## Task brief
Reproduce the entry on the EP Death to the Planet below in full, word for word, with its line breaks and table intact.

## Text extract
○ ○ ○ ○
EP by The Comet Is Coming
- Released: 22 April 2017
- Genre: Nu jazz, electronic rock, jazz fusion
- Label: The Leaf Label
- Producer: Dan Leavers

The Comet Is Coming chronology
| Channel the Spirits (2016) | Death to the Planet (2017) | Trust in the Lifeforce of the Deep Mystery (2019) |

= Death to the Planet =

Death to the Planet is an EP by British jazz/electronica trio The Comet Is Coming. It was released by The Leaf Label as part of Record Store Day 2017.

==Background==
Death to the Planet is the third release by the London-based group. It follows their initial EP, Prophecy (2015), and their Mercury Prize nominated debut album Channel the Spirits (2016).
It was released on limited edition orange vinyl for Record Store Day, with a subsequent release on black vinyl.
○ ○ ○ ○
## Data

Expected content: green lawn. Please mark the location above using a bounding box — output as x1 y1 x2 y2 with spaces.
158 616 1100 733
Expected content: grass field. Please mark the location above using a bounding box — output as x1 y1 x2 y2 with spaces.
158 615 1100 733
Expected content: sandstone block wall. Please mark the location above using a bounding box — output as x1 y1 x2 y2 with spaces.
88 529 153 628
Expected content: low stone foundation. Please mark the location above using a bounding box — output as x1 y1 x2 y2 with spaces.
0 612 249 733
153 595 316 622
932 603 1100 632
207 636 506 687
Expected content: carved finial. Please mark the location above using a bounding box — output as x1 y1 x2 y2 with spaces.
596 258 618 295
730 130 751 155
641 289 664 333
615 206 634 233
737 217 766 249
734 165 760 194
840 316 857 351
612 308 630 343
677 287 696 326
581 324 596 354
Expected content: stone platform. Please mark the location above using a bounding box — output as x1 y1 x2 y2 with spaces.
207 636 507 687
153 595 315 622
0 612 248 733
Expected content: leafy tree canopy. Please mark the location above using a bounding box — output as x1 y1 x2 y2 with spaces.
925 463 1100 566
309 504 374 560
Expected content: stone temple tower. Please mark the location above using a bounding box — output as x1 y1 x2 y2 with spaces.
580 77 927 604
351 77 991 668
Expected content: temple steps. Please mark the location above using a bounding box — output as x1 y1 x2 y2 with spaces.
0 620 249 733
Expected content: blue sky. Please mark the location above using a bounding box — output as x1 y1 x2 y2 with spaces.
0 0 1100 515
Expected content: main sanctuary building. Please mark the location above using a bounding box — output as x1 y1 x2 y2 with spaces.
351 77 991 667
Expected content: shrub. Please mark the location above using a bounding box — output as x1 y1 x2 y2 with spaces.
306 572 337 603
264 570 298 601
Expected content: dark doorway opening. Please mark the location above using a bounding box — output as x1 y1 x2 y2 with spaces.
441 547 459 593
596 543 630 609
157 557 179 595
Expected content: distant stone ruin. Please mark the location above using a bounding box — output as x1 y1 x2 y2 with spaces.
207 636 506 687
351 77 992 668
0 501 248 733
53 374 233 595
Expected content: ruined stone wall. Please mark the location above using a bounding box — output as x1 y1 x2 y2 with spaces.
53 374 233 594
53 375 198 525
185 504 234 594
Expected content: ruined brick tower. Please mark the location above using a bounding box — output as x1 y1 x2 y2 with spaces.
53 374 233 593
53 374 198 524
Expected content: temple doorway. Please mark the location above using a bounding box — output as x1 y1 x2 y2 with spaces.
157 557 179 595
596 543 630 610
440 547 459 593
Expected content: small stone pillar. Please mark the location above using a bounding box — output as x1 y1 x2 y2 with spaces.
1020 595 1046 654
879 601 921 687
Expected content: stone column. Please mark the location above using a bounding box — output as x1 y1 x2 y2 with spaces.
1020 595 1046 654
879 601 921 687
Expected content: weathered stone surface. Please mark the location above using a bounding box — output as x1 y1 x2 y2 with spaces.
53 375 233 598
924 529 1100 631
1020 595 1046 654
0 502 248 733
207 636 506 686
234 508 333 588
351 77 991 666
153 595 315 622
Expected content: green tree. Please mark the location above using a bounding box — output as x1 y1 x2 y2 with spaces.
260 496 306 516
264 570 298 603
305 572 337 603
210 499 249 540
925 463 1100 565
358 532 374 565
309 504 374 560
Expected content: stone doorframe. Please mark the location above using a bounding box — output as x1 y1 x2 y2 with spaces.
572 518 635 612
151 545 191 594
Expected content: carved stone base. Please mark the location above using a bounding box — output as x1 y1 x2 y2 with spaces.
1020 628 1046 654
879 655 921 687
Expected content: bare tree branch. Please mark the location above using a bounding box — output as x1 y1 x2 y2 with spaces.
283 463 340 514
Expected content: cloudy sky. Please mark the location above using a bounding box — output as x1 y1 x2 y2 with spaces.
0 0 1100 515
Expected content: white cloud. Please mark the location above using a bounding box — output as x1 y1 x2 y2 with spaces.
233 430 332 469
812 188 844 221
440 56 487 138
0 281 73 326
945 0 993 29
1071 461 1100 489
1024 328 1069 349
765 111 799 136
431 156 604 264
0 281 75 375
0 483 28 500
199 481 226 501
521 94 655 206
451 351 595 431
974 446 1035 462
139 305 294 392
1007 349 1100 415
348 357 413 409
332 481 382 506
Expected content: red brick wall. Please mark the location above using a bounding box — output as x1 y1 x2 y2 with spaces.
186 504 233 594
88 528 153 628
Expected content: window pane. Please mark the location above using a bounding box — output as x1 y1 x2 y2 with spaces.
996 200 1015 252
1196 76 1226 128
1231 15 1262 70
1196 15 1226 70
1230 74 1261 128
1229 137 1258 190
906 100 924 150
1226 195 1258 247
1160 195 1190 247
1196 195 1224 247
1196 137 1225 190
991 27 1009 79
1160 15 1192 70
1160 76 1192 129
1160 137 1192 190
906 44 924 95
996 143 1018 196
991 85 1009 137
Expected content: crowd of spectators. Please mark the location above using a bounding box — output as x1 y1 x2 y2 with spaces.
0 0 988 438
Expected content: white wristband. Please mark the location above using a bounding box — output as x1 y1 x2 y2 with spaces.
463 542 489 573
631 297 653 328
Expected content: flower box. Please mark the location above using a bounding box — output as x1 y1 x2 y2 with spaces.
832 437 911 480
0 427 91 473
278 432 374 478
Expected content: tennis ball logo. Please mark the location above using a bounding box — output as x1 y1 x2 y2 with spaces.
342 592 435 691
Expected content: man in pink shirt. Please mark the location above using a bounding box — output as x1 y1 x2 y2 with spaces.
○ ○ ○ ○
## Solution
EP by The Comet Is Coming
- Released: 22 April 2017
- Genre: Nu jazz, electronic rock, jazz fusion
- Label: The Leaf Label
- Producer: Dan Leavers

The Comet Is Coming chronology
| Channel the Spirits (2016) | Death to the Planet (2017) | Trust in the Lifeforce of the Deep Mystery (2019) |

= Death to the Planet =

Death to the Planet is an EP by British jazz/electronica trio The Comet Is Coming. It was released by The Leaf Label as part of Record Store Day 2017.

==Background==
Death to the Planet is the third release by the London-based group. It follows their initial EP, Prophecy (2015), and their Mercury Prize nominated debut album Channel the Spirits (2016).
It was released on limited edition orange vinyl for Record Store Day, with a subsequent release on black vinyl.